*TO BE DONE*: Please repeat every entry below word for word, with nothing added or changed.

*EXERCISE DATA*:
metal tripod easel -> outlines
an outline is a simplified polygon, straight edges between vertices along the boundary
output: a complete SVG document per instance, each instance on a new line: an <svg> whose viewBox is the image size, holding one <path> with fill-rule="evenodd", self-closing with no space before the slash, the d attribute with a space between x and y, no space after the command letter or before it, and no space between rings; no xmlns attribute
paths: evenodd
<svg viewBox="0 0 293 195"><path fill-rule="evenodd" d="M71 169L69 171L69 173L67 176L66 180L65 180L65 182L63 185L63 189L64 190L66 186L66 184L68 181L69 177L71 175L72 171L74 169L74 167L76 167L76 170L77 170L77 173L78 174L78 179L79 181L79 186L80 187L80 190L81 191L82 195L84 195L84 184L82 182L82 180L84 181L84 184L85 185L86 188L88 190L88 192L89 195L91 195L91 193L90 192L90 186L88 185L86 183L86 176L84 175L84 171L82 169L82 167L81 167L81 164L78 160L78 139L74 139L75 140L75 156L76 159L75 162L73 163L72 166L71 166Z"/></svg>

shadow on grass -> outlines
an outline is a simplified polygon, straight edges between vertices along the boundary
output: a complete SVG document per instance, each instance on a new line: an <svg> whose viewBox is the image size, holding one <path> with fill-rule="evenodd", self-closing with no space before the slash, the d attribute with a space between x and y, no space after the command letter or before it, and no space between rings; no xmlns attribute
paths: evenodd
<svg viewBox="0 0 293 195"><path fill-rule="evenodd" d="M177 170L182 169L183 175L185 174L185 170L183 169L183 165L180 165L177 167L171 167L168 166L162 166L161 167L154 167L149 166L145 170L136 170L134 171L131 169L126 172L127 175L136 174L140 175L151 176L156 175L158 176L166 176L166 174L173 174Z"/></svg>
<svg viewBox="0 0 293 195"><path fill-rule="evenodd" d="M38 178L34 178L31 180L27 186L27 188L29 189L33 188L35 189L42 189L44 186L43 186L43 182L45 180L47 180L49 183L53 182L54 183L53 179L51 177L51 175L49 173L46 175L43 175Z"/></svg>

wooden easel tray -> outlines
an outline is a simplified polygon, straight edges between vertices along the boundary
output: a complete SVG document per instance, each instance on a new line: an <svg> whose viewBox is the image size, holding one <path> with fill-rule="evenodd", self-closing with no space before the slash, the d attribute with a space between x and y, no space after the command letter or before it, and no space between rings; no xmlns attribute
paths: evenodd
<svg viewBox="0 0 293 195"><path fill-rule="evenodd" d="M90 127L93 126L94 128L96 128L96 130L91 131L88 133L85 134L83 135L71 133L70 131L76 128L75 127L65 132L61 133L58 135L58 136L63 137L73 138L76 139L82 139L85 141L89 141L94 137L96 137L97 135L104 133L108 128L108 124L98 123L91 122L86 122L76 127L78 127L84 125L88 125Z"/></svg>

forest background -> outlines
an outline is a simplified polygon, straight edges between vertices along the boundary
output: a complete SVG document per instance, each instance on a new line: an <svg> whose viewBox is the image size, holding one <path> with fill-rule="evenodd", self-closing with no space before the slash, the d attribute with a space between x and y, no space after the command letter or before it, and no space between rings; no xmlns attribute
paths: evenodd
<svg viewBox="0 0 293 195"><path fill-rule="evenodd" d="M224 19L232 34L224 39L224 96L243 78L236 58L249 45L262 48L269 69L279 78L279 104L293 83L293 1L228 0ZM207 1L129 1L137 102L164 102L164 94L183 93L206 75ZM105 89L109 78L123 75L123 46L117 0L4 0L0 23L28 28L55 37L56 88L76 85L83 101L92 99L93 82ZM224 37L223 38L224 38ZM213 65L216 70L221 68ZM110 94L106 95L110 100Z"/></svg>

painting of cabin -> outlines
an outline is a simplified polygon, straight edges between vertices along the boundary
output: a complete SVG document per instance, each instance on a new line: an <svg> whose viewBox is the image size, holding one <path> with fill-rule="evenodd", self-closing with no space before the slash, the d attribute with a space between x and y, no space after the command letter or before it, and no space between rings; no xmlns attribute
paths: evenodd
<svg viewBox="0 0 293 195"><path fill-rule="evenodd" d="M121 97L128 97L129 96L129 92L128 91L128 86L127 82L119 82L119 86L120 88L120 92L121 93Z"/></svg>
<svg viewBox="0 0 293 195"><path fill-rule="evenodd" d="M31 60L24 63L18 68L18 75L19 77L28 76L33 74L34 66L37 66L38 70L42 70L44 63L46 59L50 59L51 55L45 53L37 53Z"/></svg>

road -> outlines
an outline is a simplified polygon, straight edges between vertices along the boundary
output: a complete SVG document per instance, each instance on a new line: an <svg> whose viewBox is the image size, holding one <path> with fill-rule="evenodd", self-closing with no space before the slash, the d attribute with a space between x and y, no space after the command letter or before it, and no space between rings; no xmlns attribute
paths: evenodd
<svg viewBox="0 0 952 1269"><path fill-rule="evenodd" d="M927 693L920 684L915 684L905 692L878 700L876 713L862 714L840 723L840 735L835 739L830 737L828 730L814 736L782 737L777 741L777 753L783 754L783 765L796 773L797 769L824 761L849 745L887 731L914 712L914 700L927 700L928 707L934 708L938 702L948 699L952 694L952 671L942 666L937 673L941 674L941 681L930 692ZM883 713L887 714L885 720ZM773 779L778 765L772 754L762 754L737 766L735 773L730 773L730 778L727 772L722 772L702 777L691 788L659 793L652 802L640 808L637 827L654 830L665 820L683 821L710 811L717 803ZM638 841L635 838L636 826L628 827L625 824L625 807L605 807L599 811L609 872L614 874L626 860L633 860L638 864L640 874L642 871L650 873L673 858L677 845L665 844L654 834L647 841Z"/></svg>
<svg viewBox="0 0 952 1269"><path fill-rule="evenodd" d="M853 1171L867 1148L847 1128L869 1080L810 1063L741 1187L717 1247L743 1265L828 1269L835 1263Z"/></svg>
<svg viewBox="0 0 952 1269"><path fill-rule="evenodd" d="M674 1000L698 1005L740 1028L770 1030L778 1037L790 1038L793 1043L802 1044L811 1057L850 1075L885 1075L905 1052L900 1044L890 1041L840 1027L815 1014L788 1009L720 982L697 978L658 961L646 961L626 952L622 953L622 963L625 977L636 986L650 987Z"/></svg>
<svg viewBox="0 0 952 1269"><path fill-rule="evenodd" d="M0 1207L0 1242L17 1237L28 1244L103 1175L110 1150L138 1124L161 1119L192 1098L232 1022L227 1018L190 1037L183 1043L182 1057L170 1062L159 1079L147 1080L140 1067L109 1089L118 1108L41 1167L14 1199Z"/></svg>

*PROBLEM SOLUTION*:
metal tripod easel -> outlines
an outline is a simplified polygon, straight edges between vertices along the boundary
output: a complete SVG document per instance, each instance on a new line: an <svg> whose viewBox is the image size, holding one <path> with fill-rule="evenodd", self-closing with no space before the slash, the d attribute with a space between x and y, no space after the command letter or before it, and no space between rings; no xmlns attribute
paths: evenodd
<svg viewBox="0 0 293 195"><path fill-rule="evenodd" d="M71 169L69 171L69 173L67 176L66 180L65 180L65 182L63 185L63 189L64 190L66 186L66 184L68 181L69 177L71 175L72 171L74 169L74 167L76 167L76 170L77 170L77 173L78 174L78 179L79 181L79 186L80 187L80 190L81 191L82 195L84 195L84 184L82 182L82 180L84 181L84 184L85 185L86 188L88 190L88 192L89 195L91 195L91 193L90 192L90 186L88 185L86 183L86 176L84 175L84 171L82 169L82 167L81 167L81 164L78 160L78 139L74 139L75 140L75 156L76 159L75 162L73 163L72 166L71 166Z"/></svg>

shadow on grass -> outlines
an outline is a simplified polygon, straight edges between vertices along the boundary
output: a complete SVG document per instance, each instance on a new line: an <svg> whose viewBox is the image size, holding one <path> with fill-rule="evenodd", self-closing with no space before the slash, the d attribute with a space between x and y, no space after the command letter or before it, and no space between rings; no xmlns attribute
paths: evenodd
<svg viewBox="0 0 293 195"><path fill-rule="evenodd" d="M177 170L182 169L183 175L185 174L185 170L183 169L183 165L180 165L177 167L171 167L168 166L162 166L161 167L154 167L149 166L145 170L136 170L134 171L131 169L126 172L127 175L136 174L140 175L151 176L156 175L158 176L166 176L166 174L173 174Z"/></svg>
<svg viewBox="0 0 293 195"><path fill-rule="evenodd" d="M38 178L34 178L31 180L27 186L27 188L29 189L33 188L35 189L42 189L44 186L43 186L43 182L45 180L47 180L49 183L53 182L54 183L53 179L51 177L51 175L49 173L46 175L43 175Z"/></svg>

wooden easel tray -> outlines
an outline is a simplified polygon, straight edges between vertices along the boundary
output: a complete SVG document per instance, each instance on a new line: an <svg> whose viewBox is the image size, holding one <path> with fill-rule="evenodd", self-closing with no space before the slash, the d attribute with a space between x and y, no space after the command letter or before it, and no space between rings; no xmlns attribute
paths: evenodd
<svg viewBox="0 0 293 195"><path fill-rule="evenodd" d="M90 127L93 126L94 128L96 128L96 130L91 131L88 133L85 134L83 135L71 133L70 131L76 128L75 127L65 132L61 133L58 135L58 136L63 137L73 138L76 139L82 139L85 141L89 141L94 137L96 137L97 135L104 133L108 128L108 124L98 123L91 122L86 122L76 127L78 127L84 125L88 125Z"/></svg>

forest background -> outlines
an outline is a simplified polygon, straight edges between vertices along the boundary
output: a complete SVG document per instance, each instance on a new line: an <svg> whose viewBox is the image size, holding one <path> with fill-rule="evenodd", self-closing with no space before the slash, the d attribute with a space between x and y, no space after the command letter or before it, and no space between rings; no xmlns attribute
paths: evenodd
<svg viewBox="0 0 293 195"><path fill-rule="evenodd" d="M224 19L232 34L224 39L224 96L243 78L236 58L249 45L262 48L269 69L279 78L279 104L293 83L293 1L228 0ZM207 1L129 1L137 102L164 102L164 94L183 93L206 75ZM105 89L109 78L123 75L123 46L117 0L4 0L0 23L28 28L55 37L56 88L76 85L83 101L92 99L93 82ZM224 37L223 38L224 38ZM213 65L216 70L221 68ZM110 94L106 95L110 100Z"/></svg>

painting of cabin -> outlines
an outline is a simplified polygon, straight edges between vertices along the boundary
output: a complete SVG document per instance, each instance on a new line: an <svg> whose viewBox is the image size, holding one <path> with fill-rule="evenodd", self-closing with no space before the slash, the d attribute with a space between x and y, no space after the command letter or before it, and no space between rings; no xmlns attribute
paths: evenodd
<svg viewBox="0 0 293 195"><path fill-rule="evenodd" d="M121 97L128 97L129 96L129 92L128 91L128 86L127 82L119 82L119 86L120 88L120 92L121 93Z"/></svg>
<svg viewBox="0 0 293 195"><path fill-rule="evenodd" d="M31 60L24 63L18 68L18 75L19 77L28 76L33 74L34 66L37 66L38 70L42 70L44 63L46 59L50 59L51 55L45 53L37 53Z"/></svg>

road -> outlines
an outline is a simplified polygon, straight edges between vertices along the boundary
output: a complete SVG document per instance, each instance on a new line: an <svg> whose viewBox is the image size, holding one <path> with fill-rule="evenodd", self-closing with no space before the slash, the d attribute with a space between x and y, no space after the command letter or before it, and no space between rings; no xmlns attribute
paths: evenodd
<svg viewBox="0 0 952 1269"><path fill-rule="evenodd" d="M927 693L920 684L915 684L905 692L878 700L876 713L862 714L840 723L840 735L835 739L830 737L828 730L814 736L782 737L777 741L777 753L783 754L783 765L796 773L797 769L824 761L849 745L887 731L914 712L914 700L927 700L928 707L934 708L938 702L948 699L952 694L952 671L942 666L937 673L941 674L941 681L930 692ZM883 713L887 714L885 720ZM773 779L778 765L772 754L762 754L737 766L735 773L730 773L730 778L727 772L722 772L702 777L691 788L659 793L652 802L640 808L637 827L654 830L665 820L683 821L710 811L717 803ZM638 841L635 838L636 826L628 827L625 824L625 807L605 807L599 811L609 872L614 874L626 860L633 860L638 864L640 874L642 871L650 873L673 858L677 845L665 844L654 834L647 841Z"/></svg>
<svg viewBox="0 0 952 1269"><path fill-rule="evenodd" d="M853 1171L867 1148L847 1128L869 1080L810 1063L741 1187L717 1247L743 1265L828 1269L835 1263Z"/></svg>
<svg viewBox="0 0 952 1269"><path fill-rule="evenodd" d="M674 1000L698 1005L740 1028L770 1030L778 1037L790 1038L793 1043L802 1044L811 1057L850 1075L885 1075L905 1052L900 1044L890 1041L840 1027L815 1014L788 1009L720 982L697 978L658 961L646 961L626 952L622 953L622 963L625 977L636 986L650 987Z"/></svg>
<svg viewBox="0 0 952 1269"><path fill-rule="evenodd" d="M0 1207L0 1242L17 1237L28 1244L103 1175L110 1150L138 1124L161 1119L192 1098L232 1022L227 1018L190 1037L183 1043L182 1057L170 1062L159 1079L147 1080L140 1067L109 1089L118 1108L41 1167L14 1199Z"/></svg>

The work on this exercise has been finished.